Goal of the exercise
Please convert the listing below into a JSON list of strings, one string per line, leaving out any blank lines.

Extracted data
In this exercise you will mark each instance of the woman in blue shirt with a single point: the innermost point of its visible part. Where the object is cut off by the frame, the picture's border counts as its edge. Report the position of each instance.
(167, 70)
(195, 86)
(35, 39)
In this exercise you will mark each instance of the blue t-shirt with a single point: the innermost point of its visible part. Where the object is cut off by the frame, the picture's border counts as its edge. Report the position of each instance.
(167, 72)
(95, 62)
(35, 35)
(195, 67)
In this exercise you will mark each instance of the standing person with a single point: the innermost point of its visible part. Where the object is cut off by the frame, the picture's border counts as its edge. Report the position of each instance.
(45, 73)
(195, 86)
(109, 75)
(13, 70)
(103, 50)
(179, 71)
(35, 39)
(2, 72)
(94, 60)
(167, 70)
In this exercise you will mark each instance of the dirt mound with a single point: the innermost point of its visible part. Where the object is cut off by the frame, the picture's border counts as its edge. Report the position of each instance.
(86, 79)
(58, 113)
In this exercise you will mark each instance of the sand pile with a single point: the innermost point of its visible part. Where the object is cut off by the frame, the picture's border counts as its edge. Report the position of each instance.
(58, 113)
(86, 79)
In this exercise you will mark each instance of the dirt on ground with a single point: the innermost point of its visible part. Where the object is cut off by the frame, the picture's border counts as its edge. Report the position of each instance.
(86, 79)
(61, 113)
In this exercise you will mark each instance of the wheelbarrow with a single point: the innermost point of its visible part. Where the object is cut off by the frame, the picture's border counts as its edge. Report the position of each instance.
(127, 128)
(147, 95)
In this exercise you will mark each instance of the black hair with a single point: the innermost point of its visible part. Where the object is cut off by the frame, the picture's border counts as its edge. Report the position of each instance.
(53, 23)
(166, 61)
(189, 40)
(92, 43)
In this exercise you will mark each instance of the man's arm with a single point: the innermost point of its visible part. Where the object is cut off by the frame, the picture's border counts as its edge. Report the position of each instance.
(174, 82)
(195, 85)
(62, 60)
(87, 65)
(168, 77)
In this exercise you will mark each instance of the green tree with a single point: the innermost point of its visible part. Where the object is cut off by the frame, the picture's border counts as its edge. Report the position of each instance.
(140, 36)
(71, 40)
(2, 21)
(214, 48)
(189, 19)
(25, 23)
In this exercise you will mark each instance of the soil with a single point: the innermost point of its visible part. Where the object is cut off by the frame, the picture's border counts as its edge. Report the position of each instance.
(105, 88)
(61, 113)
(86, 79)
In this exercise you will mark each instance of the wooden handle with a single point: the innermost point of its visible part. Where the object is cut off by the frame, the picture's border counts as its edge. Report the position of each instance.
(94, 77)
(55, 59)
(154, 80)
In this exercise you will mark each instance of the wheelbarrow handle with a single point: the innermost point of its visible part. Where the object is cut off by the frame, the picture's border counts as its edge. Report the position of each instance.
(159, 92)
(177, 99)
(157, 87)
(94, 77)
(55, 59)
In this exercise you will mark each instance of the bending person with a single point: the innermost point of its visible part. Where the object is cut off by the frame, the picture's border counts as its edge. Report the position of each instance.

Answer to the exercise
[
  "In this exercise you will mark each instance of the woman in blue shirt with a single point: the innermost point of its visible part. Where the object is cut off by the frame, the picture's border counts as its edge. Report the position of each instance.",
  "(167, 70)",
  "(195, 86)",
  "(35, 39)",
  "In this exercise you will mark each instance of the blue t-shirt with a single point: the innermost point of its visible part. Where the object is cut off by the frame, the picture's border counts as its edge. Report the position of each instance.",
  "(167, 72)",
  "(95, 62)",
  "(35, 35)",
  "(195, 67)",
  "In this exercise you will mark each instance of the standing person with a single point: the innermost point of its visible part. Where the object is cut off by the frame, the picture's border counts as its edge. Report the position of each instance.",
  "(45, 73)",
  "(195, 86)",
  "(109, 75)",
  "(13, 70)",
  "(103, 50)",
  "(179, 71)",
  "(35, 39)",
  "(2, 72)",
  "(94, 60)",
  "(167, 70)",
  "In this exercise you will mark each instance of the dirt mound with a single point: the innermost point of its visible part. Where the object is cut off by the frame, the picture's border counts as its edge. Report the position of each instance.",
  "(86, 79)",
  "(58, 113)",
  "In this exercise you will mark each instance of the sand pile with a single point: the innermost point of its visible part. Where the object is cut off by the frame, the picture's border counts as its edge. Report the position of each instance.",
  "(58, 113)",
  "(86, 79)",
  "In this exercise you will mark each instance of the dirt on ground with a single point: the innermost point of its visible part. Where the object is cut off by the frame, the picture's border counts as its edge. Report the position of each instance.",
  "(86, 79)",
  "(61, 113)",
  "In this exercise you will mark each instance of the wheelbarrow with a single point: the innermost point of its visible part. Where the object is cut off by the frame, the picture's border counts as its edge. Report the position of each instance.",
  "(127, 128)",
  "(147, 95)",
  "In this exercise you will mark each instance of the black hair with a single point: the innermost point of its visible part. Where the object is cut off by the frame, the picture's border counts as its edge. Report the position of each instance.",
  "(53, 23)",
  "(166, 61)",
  "(189, 40)",
  "(92, 43)",
  "In this exercise you will mark each instance of the man's arm with a single point: the innermost point of its visible part. Where the object is cut off by the frame, the picture's border counts as its edge. Report the position of each instance.",
  "(174, 82)",
  "(195, 85)",
  "(62, 60)",
  "(87, 65)",
  "(168, 77)",
  "In this exercise you will mark each instance of the green tree with a single point: the innermost point of its visible part. Where the object is cut off by the frame, the picture's border counts as its edge. Report the position of each instance.",
  "(140, 36)",
  "(71, 40)",
  "(2, 21)",
  "(214, 48)",
  "(189, 19)",
  "(25, 23)",
  "In this exercise you will mark each instance of the soil with a single point: the innermost point of its visible part. Where the object is cut off by the frame, the picture's border counts as its edge. Report the position of each instance.",
  "(105, 88)",
  "(61, 113)",
  "(86, 79)",
  "In this exercise you will mark each instance of the wooden handle with a single point: the innermost point of its visible part. Where the object is cut off by the frame, the picture's border counts as its edge. Report the position of each instance.",
  "(94, 77)",
  "(55, 59)",
  "(154, 80)",
  "In this exercise you will mark each instance of the wheelbarrow handle with a single point: the innermost point of its visible part. Where the object is cut off by the frame, the picture's border counts as its edge. Report the position of each instance.",
  "(159, 92)",
  "(177, 99)",
  "(157, 87)",
  "(94, 77)",
  "(55, 59)",
  "In this exercise you will mark each instance of the bending person with a single point: the innermost point of its visible part. Where the object is cut off by the frame, the picture's border counts as its edge. Report the position of each instance."
]